House of Commons photo

Crucial Fact

  • His favourite word was opposition.

Last in Parliament November 2005, as Conservative MP for West Vancouver—Sunshine Coast (B.C.)

Won his last election, in 2004, with 35% of the vote.

Statements in the House

Justice February 9th, 1999

Mr. Speaker, it is time for the minister to get out of the classroom and get down to real living.

These people convicted of these violent crimes are going home. That does not mean locked in at home. They are going to movies in their neighbourhood today. They are going shopping today.

When will the minister take the action she should as Minister of Justice and make sure no more cases like what happened in Ottawa this last weekend happen anywhere else in Canada?

Justice February 9th, 1999

Mr. Speaker, my question is for the Minister of Justice.

In Montreal two men are convicted of a brutal rape. In Ottawa a woman is convicted of killing her husband with two bullets to the head. In Ottawa a man is convicted of killing his mother. What do all these crimes have in common? They all went home instead of going to jail.

When will the Minister of Justice change this law so that those convicted of these violent crimes go to jail instead of going home?

Federal-Provincial Fiscal Arrangements Act February 8th, 1999

Mr. Speaker, tonight we will talk about APEC for four minutes. I want to start off by reading into the record exactly what commissioner Ted Hughes received in a letter addressed to him on February 3 regarding his role in the hearing. In the public interest, he is to inquire into all matters touching upon these complaints, to hear all evidence relevant thereto and to ensure a full and fair hearing with respect to these complaints.

== Data for analysis ==
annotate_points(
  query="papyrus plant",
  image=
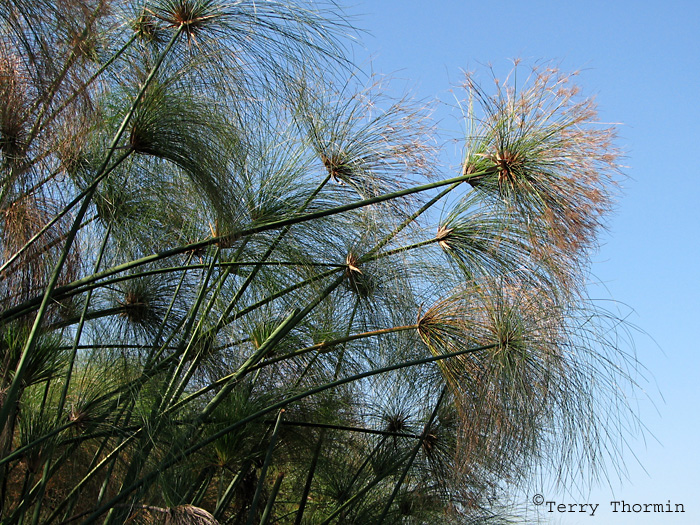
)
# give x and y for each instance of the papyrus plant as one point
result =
(237, 286)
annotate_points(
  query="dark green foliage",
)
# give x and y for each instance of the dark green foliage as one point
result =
(225, 296)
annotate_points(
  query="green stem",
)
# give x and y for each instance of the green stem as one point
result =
(263, 470)
(171, 461)
(412, 458)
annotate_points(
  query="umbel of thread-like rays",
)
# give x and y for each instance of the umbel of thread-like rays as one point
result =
(528, 396)
(550, 160)
(363, 143)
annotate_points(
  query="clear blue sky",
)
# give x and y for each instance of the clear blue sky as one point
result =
(641, 60)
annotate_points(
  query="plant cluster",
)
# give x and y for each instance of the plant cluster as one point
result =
(235, 289)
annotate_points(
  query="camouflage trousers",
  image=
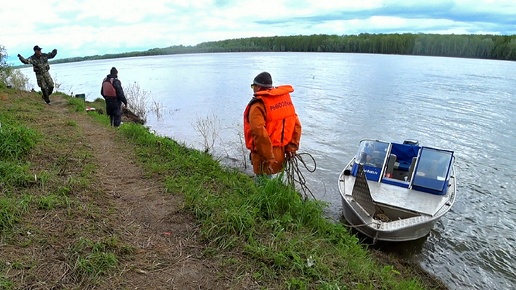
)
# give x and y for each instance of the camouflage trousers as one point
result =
(45, 80)
(46, 84)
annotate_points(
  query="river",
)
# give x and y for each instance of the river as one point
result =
(463, 105)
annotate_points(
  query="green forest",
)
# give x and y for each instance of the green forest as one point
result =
(500, 47)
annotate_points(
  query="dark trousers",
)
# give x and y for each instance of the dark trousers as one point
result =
(114, 111)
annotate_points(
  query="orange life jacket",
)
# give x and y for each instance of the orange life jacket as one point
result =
(280, 119)
(107, 88)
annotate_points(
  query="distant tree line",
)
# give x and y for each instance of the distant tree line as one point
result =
(498, 47)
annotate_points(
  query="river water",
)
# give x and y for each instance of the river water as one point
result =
(463, 105)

== Activity A ==
From the parliamentary profile, transcribe the part that opens with the words containing "In Montreal two" and closes with "going to jail.".
== Activity B ==
In the parliamentary profile, what does the speaker cite to support the demand that the minister "get out of the classroom and get down to real living"? Answer in one to three sentences.
== Activity C ==
According to the parliamentary profile, what percentage of the vote did the MP receive when winning the 2004 election?

== Answer A ==
In Montreal two men are convicted of a brutal rape. In Ottawa a woman is convicted of killing her husband with two bullets to the head. In Ottawa a man is convicted of killing his mother. What do all these crimes have in common? They all went home instead of going to jail.

== Answer B ==
The speaker says that people convicted of violent crimes are going home and are not even locked in there. They are going to movies and shopping in their neighbourhood that day.

== Answer C ==
35%